(Excerpted passage Opens)

He couldn’t keep up with rent.

“I had to get out,” Wagoner said.

The lifelong Joliet resident talked about his experience earlier this month while staying at Daybreak Center.

The homeless services shelter on Cass Street itself is seeking help from the city of Joliet, saying it needs money to replace federal funding that is being cut back as the U.S. Department of Housing and Urban Development shifts priorities from homeless shelters to affordable housing.

For Wagoner, there was no housing he could afford.

Not only was he losing his apartment, but Wagoner lost 65 pounds while going through cancer treatment on a budget that was getting worse when he couldn’t work.

“I had to find a place where I could get better,” he said. “This is the first time anything like this happened to me. I’ll be 50 years old this October.”

When he came to Daybreak for help, Wagoner didn’t know what to expect.

“I came here,” he said. “I didn’t know there was a place like this. In the first two weeks I was here, I gained 18 pounds.”

That was from the food in the Daybreak kitchen, which, with the help from volunteers, provides daily meals to people otherwise on the streets.

Other things Wagoner said he got from Daybreak were simple, such as soap and clothing. Some services were more involved, such as help finding a regular place to stay.

He since has moved to his own apartment.

Meanwhile, Catholic Charities, the agency that oversees Daybreak, said troubles could just be starting for the homeless shelter if it does not find replacement funding for the money it is losing from HUD.

“We have a list of repairs that total over $500,000,” said Kathleen Langdon, director of development for Catholic Charities.

Topping the list is a new roof.

“We’re fundraising for that now,” Langdon said.

Daybreak operates on a $2.1 million budget.

This year, $619,000 of that is coming from HUD grants. Daybreak also gets $126,000 from the Federal Emergency Management Agency.

Daybreak gets money from other sources, including United Way. Catholic Charities provides Daybreak with a portion of the $1.2 million it gets from the Diocese of Joliet.

HUD will continue to fund Daybreak, Langdon said, but to a lesser degree that ultimately will mean a $250,000 reduction in federal funding.

(Excerpted passage Closes)

*Exercise set:*
1. Answer these questions from the Daybreak Center article:
(a) How many pounds did Wagoner lose while going through cancer treatment?
(b) What tops Catholic Charities' list of repairs?
(c) How much does Daybreak get from the Federal Emergency Management Agency?
2. Repeat the Daybreak Center article word for word, between "The homeless services" and "what to expect.", inclusive.
3. For each statement, say yes or no for whether it agrees with the Daybreak Center article, and quote the words that decide it:
(a) Daybreak Center is on Cass Street.
(b) Wagoner still lives at Daybreak.
(c) Daybreak operates on a $1.2 million budget.
The lines are separate material and have no connection to the Daybreak Center article.

(Dataset Opens)

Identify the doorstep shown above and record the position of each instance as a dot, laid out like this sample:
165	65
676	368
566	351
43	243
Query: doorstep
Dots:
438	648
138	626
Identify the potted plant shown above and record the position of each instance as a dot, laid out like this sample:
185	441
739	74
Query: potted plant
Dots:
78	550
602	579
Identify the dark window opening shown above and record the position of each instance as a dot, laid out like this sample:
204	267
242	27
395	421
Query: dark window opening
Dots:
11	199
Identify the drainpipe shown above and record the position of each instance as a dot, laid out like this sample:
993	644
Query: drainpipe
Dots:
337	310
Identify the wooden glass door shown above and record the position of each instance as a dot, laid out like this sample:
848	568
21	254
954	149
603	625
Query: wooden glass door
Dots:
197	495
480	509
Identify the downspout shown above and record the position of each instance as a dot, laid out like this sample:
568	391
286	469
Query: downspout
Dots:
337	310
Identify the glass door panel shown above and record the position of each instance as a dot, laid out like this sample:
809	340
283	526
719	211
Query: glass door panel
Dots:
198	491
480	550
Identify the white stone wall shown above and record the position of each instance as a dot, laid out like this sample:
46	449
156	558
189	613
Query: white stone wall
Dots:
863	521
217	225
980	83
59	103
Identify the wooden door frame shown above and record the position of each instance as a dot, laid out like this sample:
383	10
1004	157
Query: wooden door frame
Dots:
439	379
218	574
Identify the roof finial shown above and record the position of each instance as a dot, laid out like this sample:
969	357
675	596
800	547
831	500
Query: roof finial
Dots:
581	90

(Dataset Closes)

*Answers for the tasks:*
1.
(a) 65 pounds
(b) A new roof
(c) $126,000

2.
The homeless services shelter on Cass Street itself is seeking help from the city of Joliet, saying it needs money to replace federal funding that is being cut back as the U.S. Department of Housing and Urban Development shifts priorities from homeless shelters to affordable housing.

For Wagoner, there was no housing he could afford.

Not only was he losing his apartment, but Wagoner lost 65 pounds while going through cancer treatment on a budget that was getting worse when he couldn’t work.

“I had to find a place where I could get better,” he said. “This is the first time anything like this happened to me. I’ll be 50 years old this October.”

When he came to Daybreak for help, Wagoner didn’t know what to expect.

3.
(a) Yes: "The homeless services shelter on Cass Street"
(b) No: "He since has moved to his own apartment."
(c) No: "Daybreak operates on a $2.1 million budget."